Text shown >>
════
Andrews Tavern is an historic building located in Spotsylvania County, Virginia. The original building was constructed for Samuel Andrews in 1815. Around 1848, a frame wing was added to the brick structure for a tavern. Though the wing was added to the original residence, there is no interior connection between the two.
The tavern is an example of Federal provincial architecture.

In 1778, the county seat of Spotsylvania County was moved to Andrews Tavern area which was a central location in the county. The county seat remained at Andrews Tavern until it was moved to its present location at Spotsylvania Court House in 1839.
════
Your task >> Name every year that the Andrews Tavern text mentions, in order of appearance. The listing that follows is separate material and is unrelated to the Andrews Tavern text.

Provided material >>
════
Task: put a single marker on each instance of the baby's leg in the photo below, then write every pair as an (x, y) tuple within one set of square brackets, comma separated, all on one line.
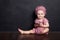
════
Worked answer >> 1815, 1848, 1778, 1839